- [AIM OF THE EXERCISE] Please convert all of the data below into a Markdown table with two columns, Row for the row number and Line for the line itself. Skip blank lines and leave the pictures out.

___ TASK INPUT ___

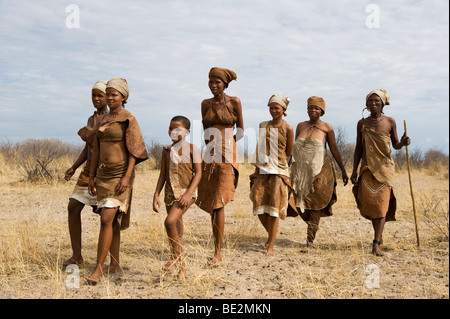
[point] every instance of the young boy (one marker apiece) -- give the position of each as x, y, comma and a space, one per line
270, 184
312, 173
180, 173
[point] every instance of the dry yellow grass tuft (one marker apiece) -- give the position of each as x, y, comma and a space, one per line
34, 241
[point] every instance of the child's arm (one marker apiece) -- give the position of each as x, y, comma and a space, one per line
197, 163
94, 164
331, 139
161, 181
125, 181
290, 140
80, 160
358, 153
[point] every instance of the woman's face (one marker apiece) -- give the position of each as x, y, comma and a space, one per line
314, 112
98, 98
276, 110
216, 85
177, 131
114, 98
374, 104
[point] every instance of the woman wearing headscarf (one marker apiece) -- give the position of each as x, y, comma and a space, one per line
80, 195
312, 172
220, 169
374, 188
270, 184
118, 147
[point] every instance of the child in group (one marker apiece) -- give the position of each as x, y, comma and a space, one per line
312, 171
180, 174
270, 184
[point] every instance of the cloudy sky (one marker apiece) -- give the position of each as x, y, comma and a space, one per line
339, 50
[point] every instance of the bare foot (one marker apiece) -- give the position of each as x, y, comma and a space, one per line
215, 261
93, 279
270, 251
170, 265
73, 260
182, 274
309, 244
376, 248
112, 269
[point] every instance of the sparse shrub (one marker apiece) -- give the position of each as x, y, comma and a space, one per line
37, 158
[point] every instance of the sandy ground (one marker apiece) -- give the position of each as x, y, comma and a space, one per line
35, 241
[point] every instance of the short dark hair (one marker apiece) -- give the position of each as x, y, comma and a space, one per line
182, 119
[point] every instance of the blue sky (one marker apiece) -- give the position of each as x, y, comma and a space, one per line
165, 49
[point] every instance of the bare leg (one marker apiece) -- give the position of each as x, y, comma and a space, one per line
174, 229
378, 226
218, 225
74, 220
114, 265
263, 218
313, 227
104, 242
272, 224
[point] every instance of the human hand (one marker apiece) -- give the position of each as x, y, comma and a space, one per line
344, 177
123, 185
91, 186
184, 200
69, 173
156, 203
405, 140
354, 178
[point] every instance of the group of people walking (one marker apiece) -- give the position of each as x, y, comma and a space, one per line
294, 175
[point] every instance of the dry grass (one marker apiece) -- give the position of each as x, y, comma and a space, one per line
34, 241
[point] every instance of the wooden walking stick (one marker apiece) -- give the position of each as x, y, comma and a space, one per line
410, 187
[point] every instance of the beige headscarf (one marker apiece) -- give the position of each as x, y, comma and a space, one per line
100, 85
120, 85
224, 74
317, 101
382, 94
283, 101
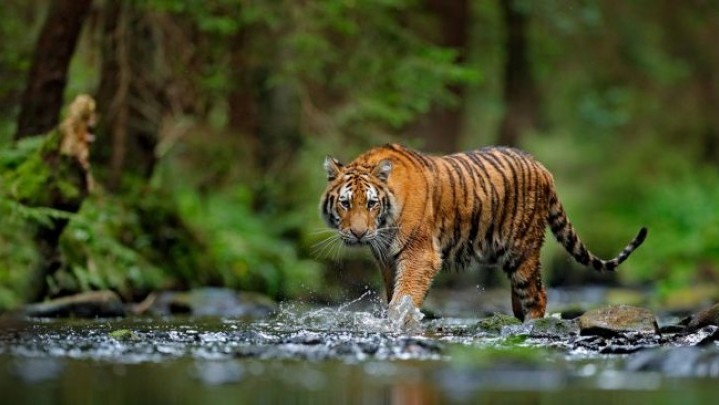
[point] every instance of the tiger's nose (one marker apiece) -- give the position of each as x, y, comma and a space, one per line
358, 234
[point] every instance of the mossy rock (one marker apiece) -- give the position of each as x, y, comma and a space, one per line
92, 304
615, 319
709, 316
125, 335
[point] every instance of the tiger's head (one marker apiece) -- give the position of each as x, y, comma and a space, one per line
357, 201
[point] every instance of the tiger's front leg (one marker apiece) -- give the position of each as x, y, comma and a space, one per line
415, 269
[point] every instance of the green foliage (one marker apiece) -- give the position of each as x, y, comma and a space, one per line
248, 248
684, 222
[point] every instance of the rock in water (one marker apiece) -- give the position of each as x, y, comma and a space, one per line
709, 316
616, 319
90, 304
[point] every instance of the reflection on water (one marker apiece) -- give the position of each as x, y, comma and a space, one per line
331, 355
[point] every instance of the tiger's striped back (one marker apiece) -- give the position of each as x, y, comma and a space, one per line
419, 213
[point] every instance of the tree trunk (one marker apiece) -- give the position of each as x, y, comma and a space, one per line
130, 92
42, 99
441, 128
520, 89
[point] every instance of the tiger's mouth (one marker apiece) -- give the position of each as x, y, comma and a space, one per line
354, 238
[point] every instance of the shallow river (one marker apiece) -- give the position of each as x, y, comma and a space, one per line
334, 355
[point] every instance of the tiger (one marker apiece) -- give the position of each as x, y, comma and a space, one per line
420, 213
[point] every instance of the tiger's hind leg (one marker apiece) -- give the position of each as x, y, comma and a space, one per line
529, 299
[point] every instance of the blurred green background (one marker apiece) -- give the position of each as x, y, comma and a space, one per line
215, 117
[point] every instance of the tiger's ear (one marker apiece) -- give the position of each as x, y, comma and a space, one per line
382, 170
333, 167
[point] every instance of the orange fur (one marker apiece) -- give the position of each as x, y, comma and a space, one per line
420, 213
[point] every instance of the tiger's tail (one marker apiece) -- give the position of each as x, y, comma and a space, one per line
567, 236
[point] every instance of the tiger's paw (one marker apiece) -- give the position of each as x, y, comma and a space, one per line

___

- [WRITTEN REPLY]
| Row | Line |
|---|---|
| 1 | [point] every instance of the young boy (one marker apiece) -- give the position of each as x, y, comma and a space, one per line |
| 2 | 270, 184 |
| 3 | 312, 173 |
| 4 | 180, 173 |
| 5 | [point] every instance of the dry yellow grass tuft (one marker apiece) -- give the position of each as x, y, comma and a space, one per line |
| 6 | 34, 241 |
| 7 | [point] every instance of the child's arm (one marker apiece) -- give the position of each as x, y, comma and a space, one per line |
| 8 | 197, 163 |
| 9 | 94, 164 |
| 10 | 331, 139 |
| 11 | 161, 181 |
| 12 | 125, 181 |
| 13 | 290, 140 |
| 14 | 80, 160 |
| 15 | 358, 153 |
| 16 | [point] every instance of the woman's face (one marker apiece) -- give the position of each as x, y, comma and a space, one per line |
| 17 | 314, 112 |
| 18 | 98, 98 |
| 19 | 276, 110 |
| 20 | 216, 85 |
| 21 | 177, 131 |
| 22 | 114, 98 |
| 23 | 374, 104 |
| 24 | [point] every instance of the woman wearing headscarf (one marker apiece) -- give the position of each as x, y, comma and a space, one per line |
| 25 | 80, 195 |
| 26 | 312, 172 |
| 27 | 220, 169 |
| 28 | 374, 188 |
| 29 | 270, 184 |
| 30 | 118, 147 |
| 31 | [point] every instance of the child in group (one marker apiece) -- give the position of each as x, y, comma and a space, one per line |
| 32 | 312, 171 |
| 33 | 180, 174 |
| 34 | 270, 184 |
| 35 | [point] every instance of the cloudy sky (one marker apiece) -- give the position of each as x, y, comma and a space, one per line |
| 36 | 339, 50 |
| 37 | [point] every instance of the bare foot (one marker apiece) -- give the position of each as x, y, comma and a space, one per line |
| 38 | 215, 261 |
| 39 | 93, 279 |
| 40 | 270, 251 |
| 41 | 170, 265 |
| 42 | 73, 260 |
| 43 | 182, 274 |
| 44 | 309, 244 |
| 45 | 376, 248 |
| 46 | 112, 269 |
| 47 | [point] every instance of the sparse shrub (one marker apiece) -- give the position of each as x, y, comma and a space, one per line |
| 48 | 37, 158 |
| 49 | [point] every instance of the sandy ground (one marker apiece) -- give the position of each as x, y, comma and a space, one per line |
| 50 | 35, 241 |
| 51 | [point] every instance of the short dark hair (one marker apiece) -- give the position of each as x, y, comma and a space, one per line |
| 52 | 182, 119 |
| 53 | [point] every instance of the blue sky (one marker apiece) -- give the position of each as x, y, comma and a space, one per line |
| 54 | 165, 49 |
| 55 | [point] every instance of the bare leg (one marker apiece) -- give the position of each as x, y, comma and a space, one per line |
| 56 | 174, 229 |
| 57 | 378, 226 |
| 58 | 218, 225 |
| 59 | 74, 220 |
| 60 | 114, 265 |
| 61 | 263, 218 |
| 62 | 313, 227 |
| 63 | 104, 242 |
| 64 | 272, 224 |
| 65 | [point] every instance of the human hand (one marker apiece) -- give the position of each as x, y, comma and a space, one per line |
| 66 | 344, 177 |
| 67 | 123, 185 |
| 68 | 91, 186 |
| 69 | 184, 200 |
| 70 | 69, 173 |
| 71 | 156, 203 |
| 72 | 405, 140 |
| 73 | 354, 178 |
| 74 | [point] every instance of the group of people walking (one marker apiece) -- give the position of each as x, y, comma and a space, one per line |
| 75 | 294, 175 |
| 76 | [point] every instance of the dry grass (one marker apiece) -- give the position of each as x, y, comma and a space, one per line |
| 77 | 34, 241 |
| 78 | [point] every instance of the wooden walking stick (one marker apiece) -- give the position of each as x, y, comma and a space, one per line |
| 79 | 410, 187 |
| 80 | [point] every instance of the beige headscarf (one marker apiece) -- give the position of each as x, y, comma and a space, one per line |
| 81 | 100, 85 |
| 82 | 120, 85 |
| 83 | 224, 74 |
| 84 | 317, 101 |
| 85 | 382, 94 |
| 86 | 283, 101 |
| 87 | [point] every instance of the tiger's nose (one marker apiece) -- give the position of each as x, y, comma and a space, one per line |
| 88 | 358, 234 |
| 89 | [point] every instance of the mossy rock (one marker apiece) -- give the position of each as x, y, comma and a space, one per line |
| 90 | 92, 304 |
| 91 | 615, 319 |
| 92 | 709, 316 |
| 93 | 125, 335 |
| 94 | [point] every instance of the tiger's head (one marker apiece) -- give the position of each as x, y, comma and a space, one per line |
| 95 | 357, 201 |
| 96 | [point] every instance of the tiger's front leg (one marker apiece) -- give the position of each as x, y, comma and a space, one per line |
| 97 | 415, 269 |
| 98 | [point] every instance of the green foliage (one marker apiece) -- give the position of each as x, y, comma and a space, one per line |
| 99 | 248, 248 |
| 100 | 684, 222 |
| 101 | [point] every instance of the rock in water (one marker apiece) -- give the position of each as x, y, comma and a space, one per line |
| 102 | 709, 316 |
| 103 | 616, 319 |
| 104 | 90, 304 |
| 105 | [point] every instance of the reflection on water (one marker apiece) -- give the position of each as x, y, comma and a space, one per line |
| 106 | 331, 355 |
| 107 | [point] every instance of the tiger's striped back (one marker apiece) -- give the position of each as x, y, comma and a space, one per line |
| 108 | 419, 213 |
| 109 | [point] every instance of the tree trunk (one marker apiece) -- give the position of each as x, y, comma and a space, one per line |
| 110 | 130, 92 |
| 111 | 42, 99 |
| 112 | 441, 128 |
| 113 | 520, 89 |
| 114 | [point] every instance of the tiger's mouth (one marker apiece) -- give the position of each as x, y, comma and a space, one per line |
| 115 | 354, 238 |
| 116 | [point] every instance of the shallow river (one marker apiece) -- give the position of each as x, y, comma and a space, one per line |
| 117 | 334, 355 |
| 118 | [point] every instance of the tiger (one marker apiece) -- give the position of each as x, y, comma and a space, one per line |
| 119 | 420, 213 |
| 120 | [point] every instance of the tiger's hind leg (one marker apiece) -- give the position of each as x, y, comma and a space, one per line |
| 121 | 529, 299 |
| 122 | [point] every instance of the blurred green background (one marker apiece) -- give the position of each as x, y, comma and a space, one per line |
| 123 | 215, 117 |
| 124 | [point] every instance of the tiger's ear (one marker apiece) -- give the position of each as x, y, comma and a space, one per line |
| 125 | 382, 170 |
| 126 | 333, 167 |
| 127 | [point] every instance of the orange fur (one marker apiece) -- give the position of each as x, y, comma and a space, one per line |
| 128 | 420, 213 |
| 129 | [point] every instance of the tiger's tail (one marker apiece) -- give the position of each as x, y, comma and a space, one per line |
| 130 | 567, 236 |
| 131 | [point] every instance of the tiger's paw (one marker apiece) -- give the position of each as x, y, comma and a space, one per line |